◆ **Reading passage**:

Robustesse à des retards de métrologie incertains. Dans ce chapitre, nous présen-tons un exemple simple de système soumis à des retards de mesure variables et incertains. Ces retards n’ont pas de structure permettant de les compenser simplement dans le con-trôleur. Nous établissons un résultats de convergence robuste sous une condition de petit gain.

Introduction

In this chapter, we investigate the effects of delay variability and uncertainty on the classic Internal Model Controller (IMC, see e.g [MZ89]) of a single-input single-output (SISO), static, nonlinear, sampled-data process with delayed measurements whose dating is uncertain. As is well-known, the uncertainty and the variability of delays lead to challenging control problems that may jeopardize closed-loop stability, see [Krs09], [HOS+16] and references therein. It is also known, see [WHQ+05], that metrology delays coupled with inaccurate process models could lead to closed-loop instability. As discussed earlier in this thesis, the general treatment of these issues is still an open problem.
The process under consideration and its controller constitute a sampled-data system (following the terminology employed in e.g. [CF95], [FSR04]) which can be reformulated using a classic discrete time representation. The specific case under consideration is actually also formally very similar to a scalar run-to-run controller, the robustness of which is not trivial. Run-to-run control is a popular and efficient class of techniques, originally proposed in [SGHH91], specifically tailored for processes lacking in situ measurement for the quality of the production (see [WGD09]). Numerous examples of implementations have been reported in the semiconductor, and materials industry, in particular, see e.g. [WGD09, MdCH00] and references therein. Indeed, the field of run-to-run control encounters two of the practical problems addressed in this chapter: nonlinear model uncertainty and variable metrology delays. While these issues have often been reported (see, e.g. [WHQ+ 05], [GQ02], [FSB03], [WP15]), they have not received any definitive treatment from a theoretical viewpoint.

◆ **Task instructions**:
A – According to the chapter introduction on metrology delays, which two practical problems does the field of run-to-run control share with the chapter?
B – Carry on the chapter introduction on metrology delays from its final sentence.

◆ **Records from a dataset**:
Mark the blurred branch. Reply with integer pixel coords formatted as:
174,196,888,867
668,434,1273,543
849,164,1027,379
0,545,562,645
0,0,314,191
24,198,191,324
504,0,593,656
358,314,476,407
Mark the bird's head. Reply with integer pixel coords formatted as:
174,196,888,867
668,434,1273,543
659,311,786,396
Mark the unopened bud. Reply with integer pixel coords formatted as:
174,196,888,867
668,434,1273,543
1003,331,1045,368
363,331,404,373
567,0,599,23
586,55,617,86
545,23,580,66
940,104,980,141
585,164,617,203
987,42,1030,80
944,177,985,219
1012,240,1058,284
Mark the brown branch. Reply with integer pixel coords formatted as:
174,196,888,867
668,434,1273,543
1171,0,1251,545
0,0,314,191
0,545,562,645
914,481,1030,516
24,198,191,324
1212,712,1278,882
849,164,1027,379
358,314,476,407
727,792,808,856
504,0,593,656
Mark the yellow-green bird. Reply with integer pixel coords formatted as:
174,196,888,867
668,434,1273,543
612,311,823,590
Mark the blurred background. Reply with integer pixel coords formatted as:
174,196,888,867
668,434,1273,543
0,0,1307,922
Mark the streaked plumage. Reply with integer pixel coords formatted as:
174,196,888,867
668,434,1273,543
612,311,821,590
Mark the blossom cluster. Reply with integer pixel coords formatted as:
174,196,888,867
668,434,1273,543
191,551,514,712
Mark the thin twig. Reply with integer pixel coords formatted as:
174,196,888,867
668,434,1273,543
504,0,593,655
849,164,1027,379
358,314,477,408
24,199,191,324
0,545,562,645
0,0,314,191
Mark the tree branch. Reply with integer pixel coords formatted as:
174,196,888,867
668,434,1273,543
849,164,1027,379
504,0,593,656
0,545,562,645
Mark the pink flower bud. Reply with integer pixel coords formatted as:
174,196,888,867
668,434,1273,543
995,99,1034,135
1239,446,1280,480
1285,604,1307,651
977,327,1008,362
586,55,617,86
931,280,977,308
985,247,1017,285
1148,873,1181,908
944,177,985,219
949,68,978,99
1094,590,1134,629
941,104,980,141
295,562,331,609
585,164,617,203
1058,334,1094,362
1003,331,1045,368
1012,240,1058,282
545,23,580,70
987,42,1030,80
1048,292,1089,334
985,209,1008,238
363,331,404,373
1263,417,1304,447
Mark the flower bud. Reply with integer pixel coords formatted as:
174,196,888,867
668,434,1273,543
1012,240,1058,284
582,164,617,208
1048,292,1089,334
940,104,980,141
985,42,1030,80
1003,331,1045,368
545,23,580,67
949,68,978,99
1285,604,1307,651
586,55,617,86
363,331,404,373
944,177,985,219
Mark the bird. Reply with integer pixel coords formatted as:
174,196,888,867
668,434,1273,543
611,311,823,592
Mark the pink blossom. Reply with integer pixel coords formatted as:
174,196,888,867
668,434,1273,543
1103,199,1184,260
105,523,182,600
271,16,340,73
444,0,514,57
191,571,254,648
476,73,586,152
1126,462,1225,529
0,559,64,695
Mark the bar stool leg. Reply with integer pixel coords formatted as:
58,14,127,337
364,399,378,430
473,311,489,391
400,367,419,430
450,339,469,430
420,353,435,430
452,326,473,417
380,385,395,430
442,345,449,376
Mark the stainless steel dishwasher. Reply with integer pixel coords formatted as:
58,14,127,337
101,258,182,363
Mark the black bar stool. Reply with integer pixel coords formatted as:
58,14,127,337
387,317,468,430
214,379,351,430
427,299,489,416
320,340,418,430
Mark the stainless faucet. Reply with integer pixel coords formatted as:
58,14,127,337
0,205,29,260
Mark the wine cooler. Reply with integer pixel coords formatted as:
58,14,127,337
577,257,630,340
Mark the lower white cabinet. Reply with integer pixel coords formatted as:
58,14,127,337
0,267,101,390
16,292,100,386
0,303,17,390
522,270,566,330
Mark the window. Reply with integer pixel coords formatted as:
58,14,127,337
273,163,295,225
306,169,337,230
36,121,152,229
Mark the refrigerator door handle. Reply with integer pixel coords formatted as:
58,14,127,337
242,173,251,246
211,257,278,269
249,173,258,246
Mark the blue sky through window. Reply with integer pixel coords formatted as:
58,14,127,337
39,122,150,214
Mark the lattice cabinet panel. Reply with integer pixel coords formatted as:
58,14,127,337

◆ **Results of the tasks**:
A – Nonlinear model uncertainty and variable metrology delays.

B –
In the problem considered here, model uncertainty stems from the interactions between the input and the system states which can be rather complex, and, in turn, cause some non-negligible uncertainty on the quantitative effects of the input. On the other hand, the measurements are available after a long time lag covering the various tasks of sample collection, receipt, preparation, analysis and transfer of data through an information technology (IT) system to the control system. Measurements are thus impacted by large delays, which can be varying to a large extent, and in some applications be state- or input-dependant. As detailed in the introduction of this thesis, this variability of the delay builds up with the intrinsic IT dating uncertainty, because, in numerous implementations, no reliable timestamp can be associated to the measurements. The delay variability cannot be easily represented by Gaussian models (e.g. additive noise on the measurement), nor can it be fully described as deterministic input or state dependant delay, nor known varying delays that could be exactly compensated for by predictor techniques (as done in e.g. [BPCP12, BPCP14, BLK13b, BLK13c, BLK13a]).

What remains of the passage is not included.